__THE REQUEST__.
Recast every line of the items below as a Markdown table with the columns "Row" and "Line": put a running row number in the first and the line in the second. Omit the pictures and any blank lines.

☆ ☆ ☆

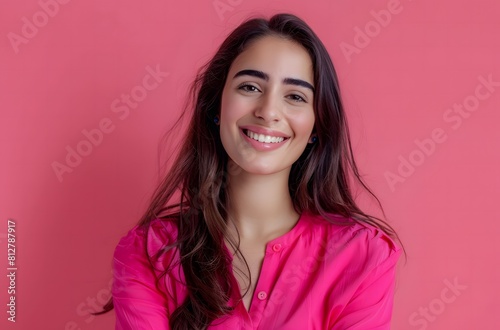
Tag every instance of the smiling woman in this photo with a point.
(266, 234)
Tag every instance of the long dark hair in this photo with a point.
(318, 181)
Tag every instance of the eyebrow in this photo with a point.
(265, 76)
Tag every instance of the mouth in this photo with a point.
(264, 138)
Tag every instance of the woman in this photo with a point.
(265, 233)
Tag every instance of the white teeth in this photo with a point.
(264, 138)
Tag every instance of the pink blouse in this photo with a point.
(316, 276)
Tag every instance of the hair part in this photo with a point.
(318, 181)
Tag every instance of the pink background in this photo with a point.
(400, 83)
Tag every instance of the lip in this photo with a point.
(261, 146)
(265, 131)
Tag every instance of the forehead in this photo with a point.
(278, 57)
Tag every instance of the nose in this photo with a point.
(269, 108)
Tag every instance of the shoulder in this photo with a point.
(144, 241)
(355, 242)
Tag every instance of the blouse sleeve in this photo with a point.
(370, 308)
(137, 302)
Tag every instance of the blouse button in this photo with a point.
(277, 247)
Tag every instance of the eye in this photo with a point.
(248, 88)
(297, 98)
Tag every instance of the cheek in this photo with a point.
(304, 124)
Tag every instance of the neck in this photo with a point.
(260, 206)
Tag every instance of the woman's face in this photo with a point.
(267, 114)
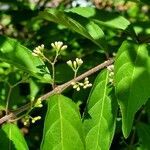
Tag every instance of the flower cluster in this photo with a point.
(38, 103)
(75, 64)
(58, 46)
(35, 119)
(38, 51)
(26, 119)
(111, 73)
(78, 85)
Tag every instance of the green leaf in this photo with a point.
(77, 23)
(12, 138)
(101, 17)
(144, 135)
(14, 53)
(100, 119)
(62, 127)
(132, 78)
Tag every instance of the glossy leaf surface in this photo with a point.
(15, 54)
(100, 119)
(11, 138)
(132, 78)
(62, 127)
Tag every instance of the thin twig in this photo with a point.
(57, 90)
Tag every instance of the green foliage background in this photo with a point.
(104, 117)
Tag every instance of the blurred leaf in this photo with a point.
(12, 138)
(63, 127)
(102, 17)
(100, 120)
(78, 24)
(132, 78)
(14, 53)
(144, 135)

☆ ☆ ☆

__ANSWER IN FULL__.
| Row | Line |
|---|---|
| 1 | Tag every instance of the smiling woman in this photo with a point. |
| 2 | (266, 234) |
| 3 | Tag every instance of the long dark hair in this photo with a point. |
| 4 | (318, 181) |
| 5 | Tag every instance of the eyebrow in this photo with a point. |
| 6 | (265, 76) |
| 7 | Tag every instance of the mouth in this photo with a point. |
| 8 | (264, 138) |
| 9 | Tag every instance of the woman in this photo with a point. |
| 10 | (265, 233) |
| 11 | Tag every instance of the white teeth in this photo with a point. |
| 12 | (264, 138) |
| 13 | Tag every instance of the pink blouse in this photo with a point. |
| 14 | (316, 276) |
| 15 | Tag every instance of the hair part in this photo with a point. |
| 16 | (318, 181) |
| 17 | Tag every instance of the pink background in this photo with a point. |
| 18 | (400, 83) |
| 19 | Tag every instance of the lip in this photo with a point. |
| 20 | (261, 146) |
| 21 | (265, 131) |
| 22 | Tag every instance of the forehead in this photo with a point. |
| 23 | (278, 57) |
| 24 | Tag every instance of the nose in this photo with a point. |
| 25 | (269, 108) |
| 26 | Tag every instance of the shoulder in this photo with a point. |
| 27 | (144, 241) |
| 28 | (355, 242) |
| 29 | Tag every instance of the blouse sleeve in this photo with a point. |
| 30 | (370, 308) |
| 31 | (137, 302) |
| 32 | Tag every instance of the blouse button in this photo with a point. |
| 33 | (277, 247) |
| 34 | Tag every instance of the eye in this photo with a point. |
| 35 | (248, 88) |
| 36 | (297, 98) |
| 37 | Tag every instance of the cheek in this photo with a point. |
| 38 | (304, 124) |
| 39 | Tag every instance of the neck in this photo with a point. |
| 40 | (260, 206) |
| 41 | Tag every instance of the woman's face in this photo with a point. |
| 42 | (267, 114) |
| 43 | Tag every instance of the flower cluster in this photo with a point. |
| 44 | (38, 103) |
| 45 | (75, 64) |
| 46 | (58, 46) |
| 47 | (35, 119) |
| 48 | (38, 51) |
| 49 | (26, 119) |
| 50 | (111, 73) |
| 51 | (78, 85) |
| 52 | Tag every instance of the green leaf in this photo with a point. |
| 53 | (77, 23) |
| 54 | (12, 138) |
| 55 | (101, 17) |
| 56 | (144, 135) |
| 57 | (14, 53) |
| 58 | (100, 119) |
| 59 | (62, 127) |
| 60 | (132, 78) |
| 61 | Tag every instance of the glossy leaf surface in this photo with a point. |
| 62 | (15, 54) |
| 63 | (100, 119) |
| 64 | (11, 138) |
| 65 | (132, 78) |
| 66 | (62, 127) |
| 67 | Tag every instance of the thin twig in this photo with a point. |
| 68 | (57, 90) |
| 69 | Tag every instance of the green foliage background in this photo with a point. |
| 70 | (104, 117) |
| 71 | Tag every instance of the blurred leaf in this photo with a point. |
| 72 | (12, 138) |
| 73 | (63, 127) |
| 74 | (102, 17) |
| 75 | (100, 120) |
| 76 | (78, 24) |
| 77 | (132, 78) |
| 78 | (14, 53) |
| 79 | (144, 135) |